* _DIRECTIONS FOR THIS TASK_
With both ends included, repeat exactly the lines of the entries below from the one containing "Target: woman running" down to the one containing "Target: building window", and no others.

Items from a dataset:
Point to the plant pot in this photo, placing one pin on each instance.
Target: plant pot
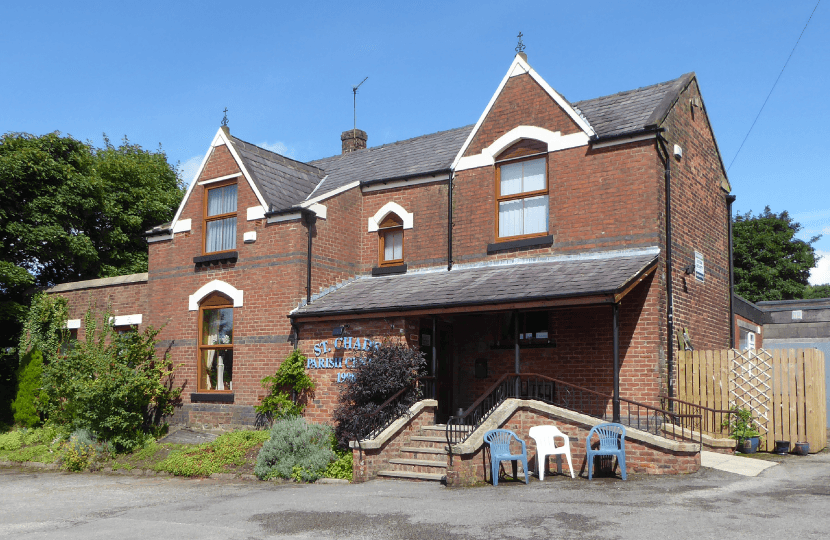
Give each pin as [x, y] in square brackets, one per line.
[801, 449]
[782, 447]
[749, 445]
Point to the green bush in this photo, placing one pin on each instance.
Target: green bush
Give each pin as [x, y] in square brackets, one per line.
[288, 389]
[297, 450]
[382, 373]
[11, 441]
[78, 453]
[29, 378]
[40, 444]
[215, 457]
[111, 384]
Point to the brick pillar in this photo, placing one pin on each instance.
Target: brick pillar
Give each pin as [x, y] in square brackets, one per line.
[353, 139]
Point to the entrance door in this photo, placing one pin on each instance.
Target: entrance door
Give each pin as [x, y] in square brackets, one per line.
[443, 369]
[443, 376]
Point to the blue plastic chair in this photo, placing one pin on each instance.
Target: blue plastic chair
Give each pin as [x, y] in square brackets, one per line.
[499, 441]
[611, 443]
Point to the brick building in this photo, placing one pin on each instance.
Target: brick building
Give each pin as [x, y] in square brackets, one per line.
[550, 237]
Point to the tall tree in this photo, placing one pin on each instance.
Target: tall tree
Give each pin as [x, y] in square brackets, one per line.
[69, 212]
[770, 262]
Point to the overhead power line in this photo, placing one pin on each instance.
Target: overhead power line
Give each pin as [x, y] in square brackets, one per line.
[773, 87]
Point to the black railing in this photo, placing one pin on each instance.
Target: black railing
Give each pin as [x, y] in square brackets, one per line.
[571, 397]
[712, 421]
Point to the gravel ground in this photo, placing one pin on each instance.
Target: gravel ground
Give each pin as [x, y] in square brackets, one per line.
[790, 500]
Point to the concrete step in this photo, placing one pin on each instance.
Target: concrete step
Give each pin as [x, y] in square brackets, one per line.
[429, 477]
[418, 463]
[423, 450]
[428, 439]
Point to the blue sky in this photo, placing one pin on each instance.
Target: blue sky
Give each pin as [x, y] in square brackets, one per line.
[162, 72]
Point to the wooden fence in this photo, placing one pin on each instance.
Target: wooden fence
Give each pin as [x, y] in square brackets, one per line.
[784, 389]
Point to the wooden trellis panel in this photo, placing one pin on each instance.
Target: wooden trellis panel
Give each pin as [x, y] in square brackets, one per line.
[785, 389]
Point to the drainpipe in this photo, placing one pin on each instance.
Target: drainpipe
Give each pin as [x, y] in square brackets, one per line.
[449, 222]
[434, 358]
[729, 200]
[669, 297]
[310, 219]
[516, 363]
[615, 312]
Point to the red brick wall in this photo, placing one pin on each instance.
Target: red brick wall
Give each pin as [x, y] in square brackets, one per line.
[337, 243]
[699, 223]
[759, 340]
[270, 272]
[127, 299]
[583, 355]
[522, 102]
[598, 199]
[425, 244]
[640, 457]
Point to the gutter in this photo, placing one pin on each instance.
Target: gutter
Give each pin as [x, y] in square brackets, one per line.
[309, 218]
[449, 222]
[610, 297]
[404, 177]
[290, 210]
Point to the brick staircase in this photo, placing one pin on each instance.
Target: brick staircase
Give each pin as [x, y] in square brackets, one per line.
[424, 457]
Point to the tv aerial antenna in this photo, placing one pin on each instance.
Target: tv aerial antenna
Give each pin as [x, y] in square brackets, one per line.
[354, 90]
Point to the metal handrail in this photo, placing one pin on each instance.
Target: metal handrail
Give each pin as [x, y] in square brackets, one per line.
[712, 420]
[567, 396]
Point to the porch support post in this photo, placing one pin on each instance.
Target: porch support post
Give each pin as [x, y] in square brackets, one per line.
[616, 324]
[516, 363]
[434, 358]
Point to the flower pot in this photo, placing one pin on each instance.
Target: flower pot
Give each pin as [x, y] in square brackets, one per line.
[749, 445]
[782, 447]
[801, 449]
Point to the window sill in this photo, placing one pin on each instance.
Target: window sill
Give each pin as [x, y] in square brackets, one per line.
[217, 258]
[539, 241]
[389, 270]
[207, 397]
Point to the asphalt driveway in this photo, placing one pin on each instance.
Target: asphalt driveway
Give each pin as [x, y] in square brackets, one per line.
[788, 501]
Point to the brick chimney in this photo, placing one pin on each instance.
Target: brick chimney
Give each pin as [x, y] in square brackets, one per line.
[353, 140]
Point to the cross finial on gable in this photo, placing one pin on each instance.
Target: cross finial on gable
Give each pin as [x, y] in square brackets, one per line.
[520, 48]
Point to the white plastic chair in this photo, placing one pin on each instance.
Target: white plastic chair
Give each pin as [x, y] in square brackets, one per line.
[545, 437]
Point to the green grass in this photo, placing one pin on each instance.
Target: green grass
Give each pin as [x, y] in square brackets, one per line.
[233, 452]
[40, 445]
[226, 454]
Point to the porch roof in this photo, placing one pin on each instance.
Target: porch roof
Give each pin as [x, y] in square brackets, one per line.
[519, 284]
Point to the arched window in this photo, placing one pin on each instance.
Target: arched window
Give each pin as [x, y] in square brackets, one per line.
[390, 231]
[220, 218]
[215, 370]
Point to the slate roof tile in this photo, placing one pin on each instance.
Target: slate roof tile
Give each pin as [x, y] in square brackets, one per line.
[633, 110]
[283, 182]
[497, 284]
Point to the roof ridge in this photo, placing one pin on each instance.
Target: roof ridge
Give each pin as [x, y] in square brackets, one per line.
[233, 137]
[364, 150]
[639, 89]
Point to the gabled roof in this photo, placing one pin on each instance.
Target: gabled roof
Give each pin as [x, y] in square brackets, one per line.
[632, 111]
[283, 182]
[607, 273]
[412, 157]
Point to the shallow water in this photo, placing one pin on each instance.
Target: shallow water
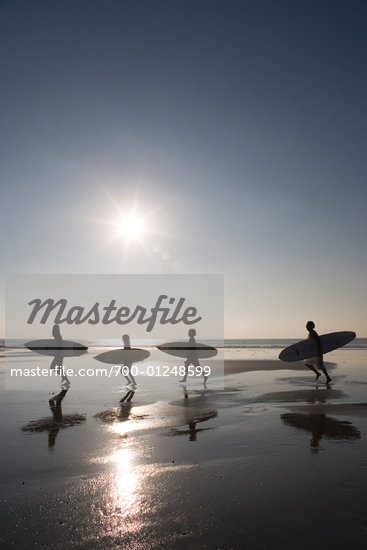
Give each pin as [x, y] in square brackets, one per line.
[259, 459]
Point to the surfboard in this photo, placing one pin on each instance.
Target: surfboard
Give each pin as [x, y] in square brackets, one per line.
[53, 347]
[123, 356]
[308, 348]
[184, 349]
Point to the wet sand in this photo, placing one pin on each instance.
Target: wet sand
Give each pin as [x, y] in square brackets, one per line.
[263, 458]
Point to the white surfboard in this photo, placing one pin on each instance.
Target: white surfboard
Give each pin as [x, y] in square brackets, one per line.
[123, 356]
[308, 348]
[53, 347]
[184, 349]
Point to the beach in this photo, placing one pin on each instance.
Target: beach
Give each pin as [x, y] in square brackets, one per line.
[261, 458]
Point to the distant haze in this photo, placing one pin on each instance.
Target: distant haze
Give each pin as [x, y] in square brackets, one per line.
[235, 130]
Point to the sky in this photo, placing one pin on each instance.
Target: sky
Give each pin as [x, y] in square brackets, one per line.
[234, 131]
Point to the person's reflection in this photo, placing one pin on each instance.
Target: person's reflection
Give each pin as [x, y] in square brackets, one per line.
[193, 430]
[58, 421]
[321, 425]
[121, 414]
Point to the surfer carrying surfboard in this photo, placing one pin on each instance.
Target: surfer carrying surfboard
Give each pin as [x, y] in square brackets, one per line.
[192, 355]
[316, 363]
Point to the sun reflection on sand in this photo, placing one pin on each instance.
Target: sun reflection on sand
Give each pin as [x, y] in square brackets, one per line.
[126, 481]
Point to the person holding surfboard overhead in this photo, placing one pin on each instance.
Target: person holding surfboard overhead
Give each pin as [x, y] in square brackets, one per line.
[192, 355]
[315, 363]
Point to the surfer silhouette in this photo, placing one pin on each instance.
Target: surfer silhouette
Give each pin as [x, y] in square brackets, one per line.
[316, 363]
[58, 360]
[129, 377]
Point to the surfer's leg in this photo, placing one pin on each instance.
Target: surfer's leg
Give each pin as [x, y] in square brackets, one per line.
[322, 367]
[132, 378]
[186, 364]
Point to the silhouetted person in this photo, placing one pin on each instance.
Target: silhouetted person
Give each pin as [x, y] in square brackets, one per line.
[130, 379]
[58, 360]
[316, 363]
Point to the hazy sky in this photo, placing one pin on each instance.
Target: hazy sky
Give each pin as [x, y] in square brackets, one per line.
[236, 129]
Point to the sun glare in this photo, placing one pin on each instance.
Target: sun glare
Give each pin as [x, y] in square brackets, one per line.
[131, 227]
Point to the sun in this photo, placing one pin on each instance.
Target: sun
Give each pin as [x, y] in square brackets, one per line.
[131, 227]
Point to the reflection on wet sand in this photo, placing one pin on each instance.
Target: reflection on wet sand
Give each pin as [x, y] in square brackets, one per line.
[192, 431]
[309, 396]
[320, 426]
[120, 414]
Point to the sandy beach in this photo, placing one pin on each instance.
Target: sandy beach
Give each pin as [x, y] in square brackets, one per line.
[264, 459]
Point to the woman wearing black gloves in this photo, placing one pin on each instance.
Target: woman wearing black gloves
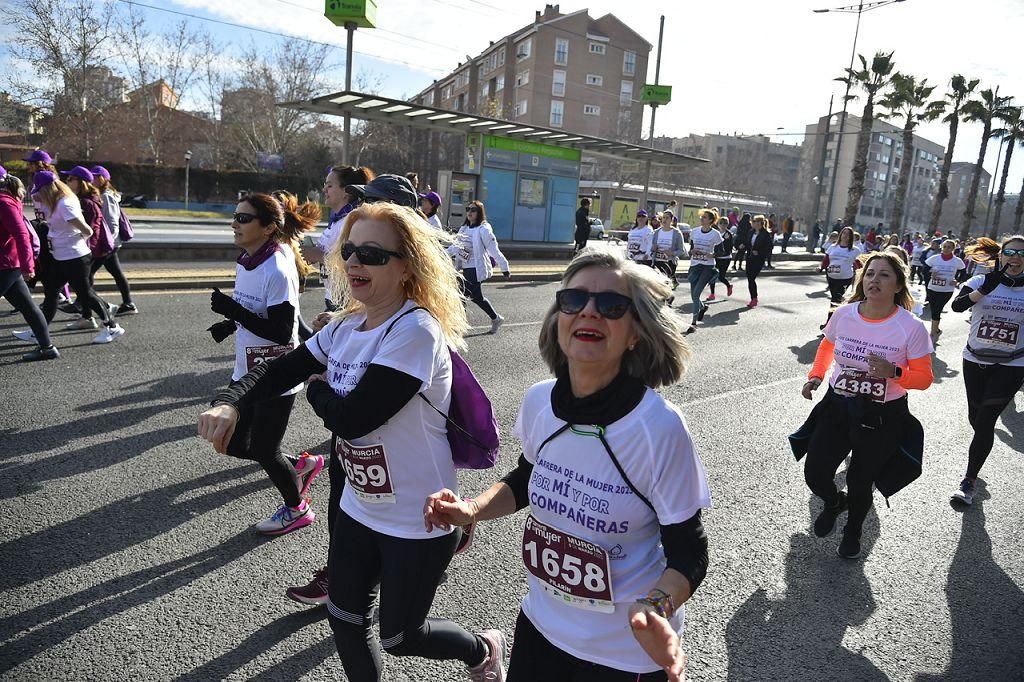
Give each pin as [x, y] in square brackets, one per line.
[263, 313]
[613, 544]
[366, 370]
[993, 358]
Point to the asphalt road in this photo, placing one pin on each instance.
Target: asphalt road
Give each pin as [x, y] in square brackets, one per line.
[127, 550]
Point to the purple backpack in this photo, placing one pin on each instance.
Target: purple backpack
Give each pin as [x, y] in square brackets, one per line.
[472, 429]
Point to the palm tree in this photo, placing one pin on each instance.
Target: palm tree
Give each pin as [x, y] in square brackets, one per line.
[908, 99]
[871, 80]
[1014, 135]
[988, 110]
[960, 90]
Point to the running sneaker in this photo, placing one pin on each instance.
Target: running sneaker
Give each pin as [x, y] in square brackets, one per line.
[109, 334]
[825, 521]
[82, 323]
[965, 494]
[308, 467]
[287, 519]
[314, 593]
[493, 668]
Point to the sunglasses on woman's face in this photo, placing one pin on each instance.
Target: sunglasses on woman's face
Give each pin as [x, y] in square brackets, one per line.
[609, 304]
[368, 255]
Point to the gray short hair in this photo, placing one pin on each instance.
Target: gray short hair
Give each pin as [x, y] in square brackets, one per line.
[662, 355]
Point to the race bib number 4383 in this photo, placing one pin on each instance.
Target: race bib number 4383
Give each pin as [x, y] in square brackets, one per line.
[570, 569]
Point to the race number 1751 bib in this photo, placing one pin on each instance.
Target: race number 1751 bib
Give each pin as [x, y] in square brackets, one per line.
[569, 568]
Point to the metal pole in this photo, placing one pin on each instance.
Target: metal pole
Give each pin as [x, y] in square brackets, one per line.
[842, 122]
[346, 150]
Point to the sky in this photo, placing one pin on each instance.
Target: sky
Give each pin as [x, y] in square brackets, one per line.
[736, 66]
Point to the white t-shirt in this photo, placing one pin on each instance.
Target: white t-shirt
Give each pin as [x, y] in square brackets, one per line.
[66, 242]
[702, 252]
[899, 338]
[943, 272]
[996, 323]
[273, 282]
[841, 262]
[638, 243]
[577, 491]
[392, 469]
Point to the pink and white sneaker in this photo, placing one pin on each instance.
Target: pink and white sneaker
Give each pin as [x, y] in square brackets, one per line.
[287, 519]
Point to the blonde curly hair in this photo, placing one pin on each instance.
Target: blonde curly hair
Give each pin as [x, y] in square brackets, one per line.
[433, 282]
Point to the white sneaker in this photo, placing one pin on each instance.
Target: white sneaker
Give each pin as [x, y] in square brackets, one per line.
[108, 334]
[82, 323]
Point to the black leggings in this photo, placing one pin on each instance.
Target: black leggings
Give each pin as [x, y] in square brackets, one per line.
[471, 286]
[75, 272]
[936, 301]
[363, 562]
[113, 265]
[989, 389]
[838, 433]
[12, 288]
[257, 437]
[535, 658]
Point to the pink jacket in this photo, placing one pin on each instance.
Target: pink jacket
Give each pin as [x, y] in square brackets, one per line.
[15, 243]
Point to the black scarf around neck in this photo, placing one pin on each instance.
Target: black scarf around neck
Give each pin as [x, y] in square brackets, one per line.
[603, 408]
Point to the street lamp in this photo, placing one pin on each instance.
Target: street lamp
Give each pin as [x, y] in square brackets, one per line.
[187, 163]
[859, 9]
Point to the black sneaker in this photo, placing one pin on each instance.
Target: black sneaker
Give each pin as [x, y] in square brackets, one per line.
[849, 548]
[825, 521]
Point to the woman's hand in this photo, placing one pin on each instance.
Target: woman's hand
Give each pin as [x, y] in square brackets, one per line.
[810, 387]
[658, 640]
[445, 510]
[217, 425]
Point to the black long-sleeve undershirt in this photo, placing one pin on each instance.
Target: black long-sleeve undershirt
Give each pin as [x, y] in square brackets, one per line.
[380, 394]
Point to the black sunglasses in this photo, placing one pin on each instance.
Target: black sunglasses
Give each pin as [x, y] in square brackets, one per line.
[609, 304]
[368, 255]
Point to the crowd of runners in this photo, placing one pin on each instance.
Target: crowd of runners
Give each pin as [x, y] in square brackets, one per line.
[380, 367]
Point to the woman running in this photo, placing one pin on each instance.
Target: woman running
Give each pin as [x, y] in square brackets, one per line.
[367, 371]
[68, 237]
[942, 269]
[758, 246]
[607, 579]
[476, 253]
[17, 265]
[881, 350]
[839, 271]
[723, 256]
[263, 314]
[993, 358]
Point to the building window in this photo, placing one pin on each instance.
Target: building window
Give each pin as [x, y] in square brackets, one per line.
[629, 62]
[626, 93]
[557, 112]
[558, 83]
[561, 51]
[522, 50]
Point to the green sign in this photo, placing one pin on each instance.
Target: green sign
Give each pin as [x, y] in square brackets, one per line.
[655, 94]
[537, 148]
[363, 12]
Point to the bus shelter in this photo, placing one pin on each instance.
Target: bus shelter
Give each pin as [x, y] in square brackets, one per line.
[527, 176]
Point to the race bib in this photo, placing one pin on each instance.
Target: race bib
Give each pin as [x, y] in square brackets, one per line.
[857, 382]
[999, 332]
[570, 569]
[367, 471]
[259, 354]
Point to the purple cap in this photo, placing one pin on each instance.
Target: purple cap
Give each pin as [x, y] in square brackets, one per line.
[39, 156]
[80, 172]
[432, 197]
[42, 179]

* _SOLUTION TO THIS TASK_
Target: woman running
Give each pin as [x, y] in square brackets, one per line.
[367, 371]
[68, 237]
[942, 269]
[758, 246]
[607, 579]
[476, 253]
[17, 265]
[881, 350]
[839, 271]
[723, 256]
[263, 314]
[993, 358]
Point to the building window in this photo, placing one pin on each instance.
Target: building window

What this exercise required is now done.